Work task -> From the first line to the last, please reproduce the material exactly, skipping the pictures.

Entries provided ->
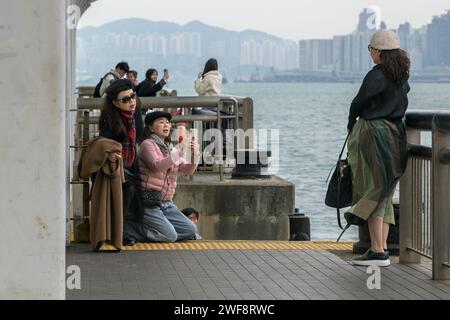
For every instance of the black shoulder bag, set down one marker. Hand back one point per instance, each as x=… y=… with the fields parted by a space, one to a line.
x=339 y=192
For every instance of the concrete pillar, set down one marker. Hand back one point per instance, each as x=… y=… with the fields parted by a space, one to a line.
x=32 y=144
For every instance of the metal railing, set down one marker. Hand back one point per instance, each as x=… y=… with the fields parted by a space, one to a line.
x=425 y=193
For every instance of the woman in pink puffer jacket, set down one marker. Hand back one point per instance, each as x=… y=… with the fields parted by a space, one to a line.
x=159 y=165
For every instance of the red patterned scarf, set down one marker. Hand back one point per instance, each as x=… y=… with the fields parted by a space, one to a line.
x=129 y=143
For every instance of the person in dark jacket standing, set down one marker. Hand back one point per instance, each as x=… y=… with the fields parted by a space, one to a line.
x=377 y=147
x=121 y=120
x=149 y=87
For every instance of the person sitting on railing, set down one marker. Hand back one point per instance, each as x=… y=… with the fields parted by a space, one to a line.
x=121 y=121
x=132 y=76
x=149 y=87
x=118 y=73
x=193 y=215
x=209 y=81
x=159 y=164
x=377 y=146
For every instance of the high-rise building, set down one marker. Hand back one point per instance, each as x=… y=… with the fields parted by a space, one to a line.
x=316 y=54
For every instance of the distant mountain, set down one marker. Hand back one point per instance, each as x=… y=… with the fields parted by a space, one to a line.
x=138 y=26
x=183 y=49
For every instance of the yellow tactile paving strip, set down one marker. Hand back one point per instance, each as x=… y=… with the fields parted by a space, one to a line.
x=237 y=245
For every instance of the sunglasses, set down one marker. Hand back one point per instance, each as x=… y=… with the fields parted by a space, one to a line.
x=127 y=99
x=370 y=48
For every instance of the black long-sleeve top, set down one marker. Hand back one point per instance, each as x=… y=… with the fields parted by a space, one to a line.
x=106 y=132
x=148 y=88
x=378 y=98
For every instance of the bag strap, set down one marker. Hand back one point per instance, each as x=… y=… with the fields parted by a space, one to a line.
x=338 y=212
x=343 y=148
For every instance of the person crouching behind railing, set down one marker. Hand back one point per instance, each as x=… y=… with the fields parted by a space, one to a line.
x=159 y=164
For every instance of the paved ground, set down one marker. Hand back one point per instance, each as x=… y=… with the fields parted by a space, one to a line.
x=242 y=275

The answer ->
For every instance of the black shoulder bag, set down one marker. Hand back one point per instance, each as x=… y=… with the fields parted by a space, one to a line.
x=339 y=192
For every instance of the concrete pillar, set down one marker. Hand back one point per instance, each as x=… y=… with the fields parted by a space, one to a line.
x=32 y=144
For every instance of the metal railing, set down one marker. Hand back one point per instance, each as x=… y=… with the fields parted by a space, one to a line.
x=425 y=193
For every instance of the woman in pink puffer jacket, set down one marker. Hand back one point per instance, each as x=… y=… with the fields parted by a space, one to a line.
x=159 y=165
For every instance of the red patterned scarf, set down one marker. Hand back one point per instance, each as x=… y=… with the fields parted by a space, one to a line.
x=129 y=143
For every instance of the person in dark jacket standing, set down one marker. Hand back one point per instance, each as x=… y=… with the fields parted by a space, one to a line.
x=377 y=147
x=121 y=120
x=149 y=87
For every instance of the person sitting on railing, set down one marker. Hand back one point per instance, each as x=… y=… with the fields parted by a space, one to a line.
x=121 y=121
x=132 y=76
x=149 y=87
x=118 y=73
x=193 y=215
x=209 y=81
x=159 y=164
x=377 y=146
For every instance of the high-rise building, set down one marker. Hand back one point per instance, each as x=… y=… with the fields parted by a space, one to a line.
x=316 y=54
For every instance of the distant mountain, set down one marker. Hand back one point per instance, each as x=… y=… with the fields parted by a space, one to a line.
x=138 y=26
x=183 y=49
For every instance of the yellow tactile paving strip, set down one marker. Hand back one point per instance, each as x=… y=… with the fields parted by a space, one to a line.
x=237 y=245
For every instance of the sunglasses, set down one marker. Hand back one point per instance, each as x=… y=… with the fields parted by a space, one to a line.
x=127 y=99
x=370 y=48
For every instance of the black long-sleeve top, set down one marker. Hand back one point per instance, each as x=… y=… with the fields parted by a space, one to a line.
x=106 y=132
x=148 y=88
x=378 y=98
For every instance of the bag strap, set down one marker. Hand back one point per instance, each as x=… y=… with the fields parted by a space, one to a line.
x=338 y=212
x=343 y=148
For every instance of the person crouching behind railing, set down one marker. Hand back one point per instance, each as x=… y=… with the fields parted by a space, one to a line.
x=159 y=164
For every instance of the paved ground, set down one marker. Hand back one point per instance, each as x=… y=… with the fields parted by a space, one to a line.
x=242 y=275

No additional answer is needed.